Problem statement:
Rewrite the rows starting at the one containing "Query: blue jeans" and ending at the last row, requests included. Multiply every x and y coordinate in the answers by 1.25 and round each to a whole number, with halves rounding up.

Extracted data:
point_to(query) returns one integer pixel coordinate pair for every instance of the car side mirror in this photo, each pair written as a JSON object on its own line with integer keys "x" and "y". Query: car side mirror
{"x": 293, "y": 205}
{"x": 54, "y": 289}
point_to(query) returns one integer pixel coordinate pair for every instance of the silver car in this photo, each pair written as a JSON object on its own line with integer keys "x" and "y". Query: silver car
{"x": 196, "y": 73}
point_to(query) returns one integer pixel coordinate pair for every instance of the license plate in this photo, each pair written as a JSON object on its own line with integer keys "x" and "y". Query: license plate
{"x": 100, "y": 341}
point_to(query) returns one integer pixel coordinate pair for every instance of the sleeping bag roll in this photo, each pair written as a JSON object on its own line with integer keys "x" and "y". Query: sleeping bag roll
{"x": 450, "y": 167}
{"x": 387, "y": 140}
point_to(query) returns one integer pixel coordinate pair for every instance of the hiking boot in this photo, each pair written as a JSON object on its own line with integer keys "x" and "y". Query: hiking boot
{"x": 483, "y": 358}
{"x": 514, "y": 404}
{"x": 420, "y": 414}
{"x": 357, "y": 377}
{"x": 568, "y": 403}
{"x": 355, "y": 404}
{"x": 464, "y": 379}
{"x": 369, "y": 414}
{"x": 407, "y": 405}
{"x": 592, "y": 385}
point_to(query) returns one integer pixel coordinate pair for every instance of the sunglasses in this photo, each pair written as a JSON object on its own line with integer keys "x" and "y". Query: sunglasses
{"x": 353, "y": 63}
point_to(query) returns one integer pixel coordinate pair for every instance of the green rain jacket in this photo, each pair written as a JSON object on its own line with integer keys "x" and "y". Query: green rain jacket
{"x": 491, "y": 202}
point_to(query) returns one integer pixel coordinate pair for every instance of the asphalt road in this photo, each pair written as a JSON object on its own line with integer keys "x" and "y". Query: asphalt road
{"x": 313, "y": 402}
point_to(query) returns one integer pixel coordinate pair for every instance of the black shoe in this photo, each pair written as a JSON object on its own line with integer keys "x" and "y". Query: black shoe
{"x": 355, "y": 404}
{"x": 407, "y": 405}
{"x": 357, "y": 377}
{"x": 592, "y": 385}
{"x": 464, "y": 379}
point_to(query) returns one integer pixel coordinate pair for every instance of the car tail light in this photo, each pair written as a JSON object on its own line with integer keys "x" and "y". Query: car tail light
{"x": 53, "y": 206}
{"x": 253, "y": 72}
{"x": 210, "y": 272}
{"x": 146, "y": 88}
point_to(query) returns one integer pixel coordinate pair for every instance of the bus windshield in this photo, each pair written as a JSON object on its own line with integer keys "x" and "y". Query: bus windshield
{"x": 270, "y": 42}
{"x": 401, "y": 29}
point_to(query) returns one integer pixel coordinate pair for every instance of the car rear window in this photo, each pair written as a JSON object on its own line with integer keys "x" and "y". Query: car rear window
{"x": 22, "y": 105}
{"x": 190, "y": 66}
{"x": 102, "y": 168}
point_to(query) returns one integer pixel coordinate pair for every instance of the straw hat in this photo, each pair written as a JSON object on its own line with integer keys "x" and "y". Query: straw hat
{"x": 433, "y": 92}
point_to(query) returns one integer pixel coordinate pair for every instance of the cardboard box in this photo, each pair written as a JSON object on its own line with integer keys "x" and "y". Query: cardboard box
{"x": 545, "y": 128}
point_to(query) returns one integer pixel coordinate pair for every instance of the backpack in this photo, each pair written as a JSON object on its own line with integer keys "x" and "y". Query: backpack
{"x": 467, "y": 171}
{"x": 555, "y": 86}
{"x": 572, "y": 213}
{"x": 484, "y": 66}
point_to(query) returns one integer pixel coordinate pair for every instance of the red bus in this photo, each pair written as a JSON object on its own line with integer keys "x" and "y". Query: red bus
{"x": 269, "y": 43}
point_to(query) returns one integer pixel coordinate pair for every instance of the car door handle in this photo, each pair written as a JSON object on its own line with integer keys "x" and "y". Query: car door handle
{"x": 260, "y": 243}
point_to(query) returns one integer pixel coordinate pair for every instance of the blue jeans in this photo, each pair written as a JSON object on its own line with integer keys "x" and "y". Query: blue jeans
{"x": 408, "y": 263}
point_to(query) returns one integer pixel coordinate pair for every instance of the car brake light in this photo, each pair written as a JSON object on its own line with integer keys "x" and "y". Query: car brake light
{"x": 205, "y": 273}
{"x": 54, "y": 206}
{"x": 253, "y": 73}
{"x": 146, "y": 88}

Reply to the exercise:
point_to(query) returns one integer pixel coordinate pair for every instance of the blue jeans in this photo, each pair written as a JSON object on its own line with integer keys "x" and "y". Query: blue jeans
{"x": 510, "y": 329}
point_to(query) returns one integer pixel coordinate pair for every instance of the car brake light in this photo, each pair written as a JSON object on its own line with integer keys "x" and "y". Query: car brake light
{"x": 256, "y": 341}
{"x": 68, "y": 258}
{"x": 316, "y": 91}
{"x": 183, "y": 110}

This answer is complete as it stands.